You can go into that directory to see the files that you
have on your web site at the moment.
– There should be two files
• empty.html
• validated.html
public_html
• Imagine you are user user and you have a file
file in public_html.
• The web server will map requests to
http://wotan.liu.edu/~user/file to show the file
public_html/file.
• Here user stands for your user id, and file is the
file name, and “/” is the directory separator.
• If file ends with “.html” or “.htm” the web browser
will be told that the file is a HTML file. It will be
rendered accordingly by the browser.
index.html
• The web server on wotan will map requests to
http://wotan.liu.edu/~user to show the file
public_html/index.html
• If this file is not there, the server will prepare a
HTML document from the list of files that it finds
in the directory and send it to the user agent.
• Once you have a file index.html, the web user
can no longer see the individual files in your
directory.
HTML and XHTML
• HTML is the hypertext markup language
• HTML is a markup language that is widely used
on the Web.
• The latest, and probably last version of HTML is
at http://www.w3.org/TR/html4/
• The W3C, the standard making body for the
Web, have issued XHTML, a replacement of
HTML that is compatible with XML.
• We will work with XHTML.
SGML HTML XML
• You will probably have come across these terms.
• SGML was developed first. HTML and XML are
developed from SGML in different ways.
– HTML is an SGML DTD.
– XML is an SGML application.
• One common thing here is the ML. It stands for
Markup Language.
• Markup is everything in a document that is not
content.
procedural/descriptive
• Markup can be given in two ways
• 1: Procedural
– Codes identify point size, style, font, etc.
– Usually only understood by defining tool
– Example: Microsoft Word
• 2: Descriptive
– Describes purpose of text within the document
– Chapter head, Paragraph, Section Head, TOC
– Structure and Style are kept separate
– Example: LaTeX, SGML
SGML
• Standard Generalized Markup Language
• Descriptive approach with three separate layers
– structure: types of information in document
– content: the information itself
– style: defines how to typeset the document
• Developed for the publishing industry by a group
of consultants.

◆ **WORK TO DO**
• a. Duplicate the HTML notes word for word, everything from "HTML and XHTML" down to "compatible with XML.".
• b. In the HTML notes, what do the letters "ML" stand for?
The listing after these HTML notes comes from a separate source.

◆ **DATA BLOCK**

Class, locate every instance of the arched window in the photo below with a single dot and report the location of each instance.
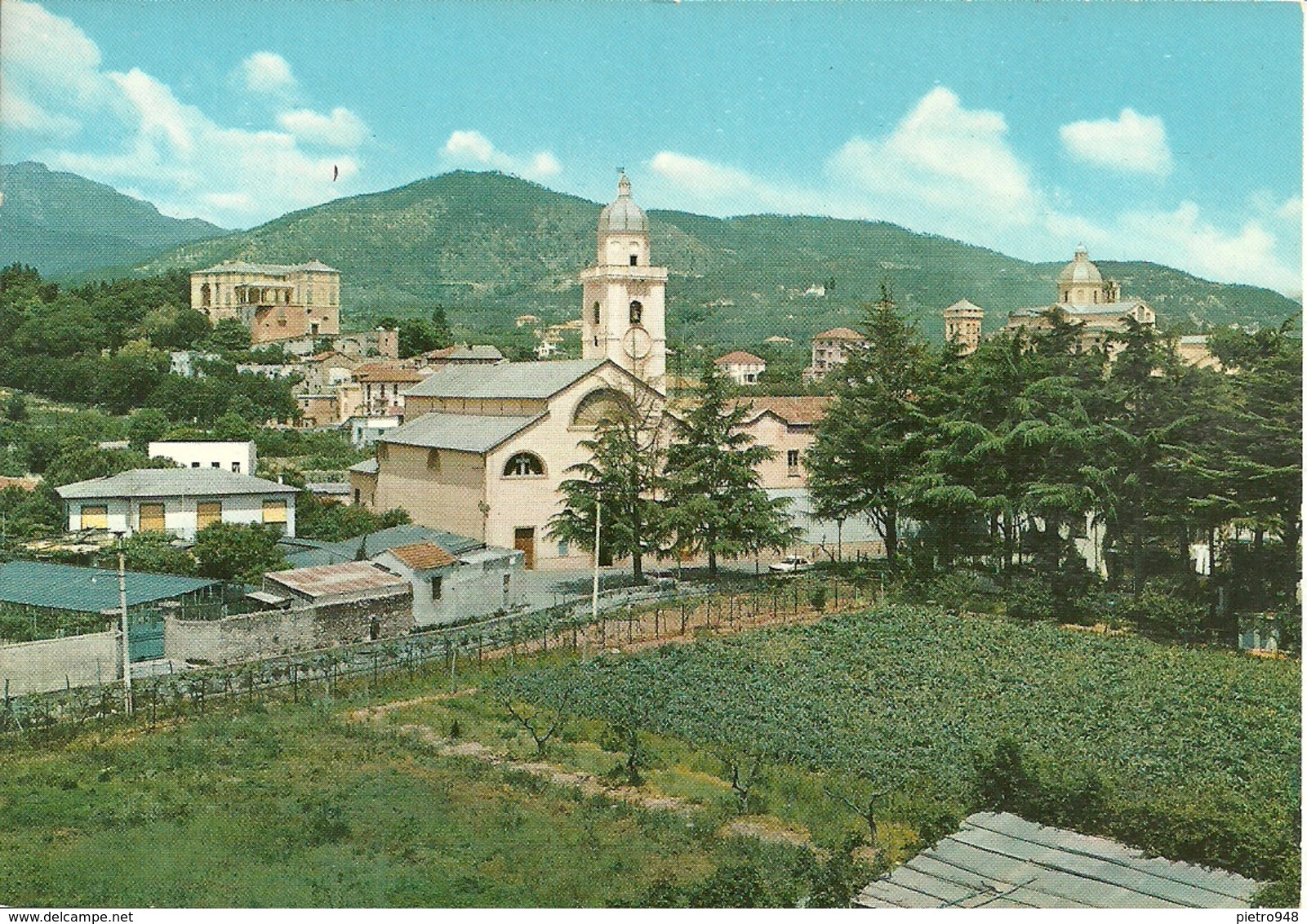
(596, 406)
(523, 465)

◆ **ANSWERS FOR THE EXERCISE**
• a.
HTML and XHTML
• HTML is the hypertext markup language
• HTML is a markup language that is widely used
on the Web.
• The latest, and probably last version of HTML is
at http://www.w3.org/TR/html4/
• The W3C, the standard making body for the
Web, have issued XHTML, a replacement of
HTML that is compatible with XML.

• b. Markup Language.